RECORDS FOR PROCESSING START

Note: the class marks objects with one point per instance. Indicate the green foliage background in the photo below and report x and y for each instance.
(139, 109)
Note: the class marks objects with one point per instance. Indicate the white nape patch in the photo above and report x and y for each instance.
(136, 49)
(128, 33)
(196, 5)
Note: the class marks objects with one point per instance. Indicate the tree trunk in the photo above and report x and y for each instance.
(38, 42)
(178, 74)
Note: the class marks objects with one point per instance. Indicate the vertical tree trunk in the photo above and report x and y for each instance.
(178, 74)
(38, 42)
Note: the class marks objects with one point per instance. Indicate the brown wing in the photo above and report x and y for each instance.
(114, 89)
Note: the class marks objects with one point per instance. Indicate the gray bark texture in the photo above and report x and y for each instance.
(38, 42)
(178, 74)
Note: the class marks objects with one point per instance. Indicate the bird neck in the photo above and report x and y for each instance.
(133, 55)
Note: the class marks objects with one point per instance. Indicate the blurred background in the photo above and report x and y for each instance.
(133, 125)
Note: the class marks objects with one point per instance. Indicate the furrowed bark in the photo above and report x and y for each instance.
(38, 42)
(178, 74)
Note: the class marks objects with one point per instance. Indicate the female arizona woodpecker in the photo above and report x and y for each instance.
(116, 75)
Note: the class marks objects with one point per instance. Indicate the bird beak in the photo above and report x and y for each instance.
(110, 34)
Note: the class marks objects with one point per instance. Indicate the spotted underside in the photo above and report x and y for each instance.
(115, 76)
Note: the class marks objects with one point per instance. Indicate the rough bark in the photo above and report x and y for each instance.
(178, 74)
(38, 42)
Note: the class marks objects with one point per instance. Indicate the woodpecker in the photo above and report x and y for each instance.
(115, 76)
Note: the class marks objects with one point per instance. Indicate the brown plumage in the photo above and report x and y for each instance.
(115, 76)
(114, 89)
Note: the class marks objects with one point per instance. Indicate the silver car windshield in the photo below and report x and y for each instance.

RECORDS FOR PROCESSING END

▸ **YOUR OBJECTIVE**
The required output is every line of the entries, starting at the one that contains "Indicate the rough" and ending at the last, copied exactly.

▸ **WRITTEN RESPONSE**
Note: the class marks objects with one point per instance. Indicate the rough bark in the photo above and report x and y for each instance.
(178, 74)
(38, 42)
Note: the class marks objects with one point per instance. Indicate the woodpecker in the photo above and report x and y for each instance.
(115, 76)
Note: the class marks objects with one point per instance. Indicate the brown plumage in the photo above and report x and y for each instance.
(115, 76)
(114, 89)
Note: the class marks objects with one point per instance. Indicate the silver car windshield in the photo below and report x and y for each instance.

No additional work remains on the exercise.